Sheriff of Claiborne Parish, Louisiana, US
- In office 1936–1944

Personal details
- Born: Larry G. Sale October 19, 1893 Haynesville, Louisiana, US
- Died: October 27, 1977 (aged 84)
- Party: Democratic Party
- Spouse: Eoline B. Sale
- Occupation: Law-enforcement officer

Military service
- Branch/service: United States Army
- Rank: Corporal
- Battles/wars: World War I

= Larry Sale =

American politician

Larry G. Sale (October 19, 1893 – October 27, 1977) was a law enforcement officer from Claiborne Parish in north Louisiana considered to have been his state's most decorated soldier of World War I.

==Biographical sketch==

A native of Haynesville, Sale entered the United States Army in 1917 at the age of twenty-two and reached the rank of corporal with service in France.

From 1920 to 1928, Sale was a deputy under Claiborne Parish Sheriff John Coleman. During this time of national prohibition, Sale attempted to halt illegal whisky being sold in Claiborne Parish during a petroleum boom. He joined the Louisiana Bureau of Investigations under Governor Huey Pierce Long, Jr. On the night of Long's assassination on September 8, 1935, he transported the governor to the hospital in Baton Rouge, only to be told to return Long to the state capitol to find out who had shot him. Long died several days later from ramifications relating to the wound.

● Information:

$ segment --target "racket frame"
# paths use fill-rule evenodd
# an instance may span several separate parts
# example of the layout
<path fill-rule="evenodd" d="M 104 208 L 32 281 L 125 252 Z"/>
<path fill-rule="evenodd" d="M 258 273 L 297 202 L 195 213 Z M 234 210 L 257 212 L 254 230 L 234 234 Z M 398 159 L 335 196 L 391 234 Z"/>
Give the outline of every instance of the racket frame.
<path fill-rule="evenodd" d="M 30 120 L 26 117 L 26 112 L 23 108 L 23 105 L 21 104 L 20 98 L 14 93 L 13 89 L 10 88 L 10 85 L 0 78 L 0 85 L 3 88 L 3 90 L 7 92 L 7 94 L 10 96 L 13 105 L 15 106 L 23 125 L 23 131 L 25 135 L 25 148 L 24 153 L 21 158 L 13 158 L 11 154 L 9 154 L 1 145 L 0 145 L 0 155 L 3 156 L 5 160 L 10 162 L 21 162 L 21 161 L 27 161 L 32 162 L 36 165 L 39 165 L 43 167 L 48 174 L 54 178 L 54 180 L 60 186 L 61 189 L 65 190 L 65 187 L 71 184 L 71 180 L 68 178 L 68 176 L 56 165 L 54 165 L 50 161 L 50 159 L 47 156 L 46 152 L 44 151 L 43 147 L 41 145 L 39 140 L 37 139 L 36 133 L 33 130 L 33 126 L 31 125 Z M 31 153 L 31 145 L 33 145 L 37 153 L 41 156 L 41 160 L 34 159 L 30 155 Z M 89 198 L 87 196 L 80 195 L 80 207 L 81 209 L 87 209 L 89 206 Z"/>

● Problem:
Copy everything from "Larry G. Sale (October" down to "World War I." in the text about Larry Sale, swapping "soldier" for "serviceman".

● Solved exercise:
Larry G. Sale (October 19, 1893 – October 27, 1977) was a law enforcement officer from Claiborne Parish in north Louisiana considered to have been his state's most decorated serviceman of World War I.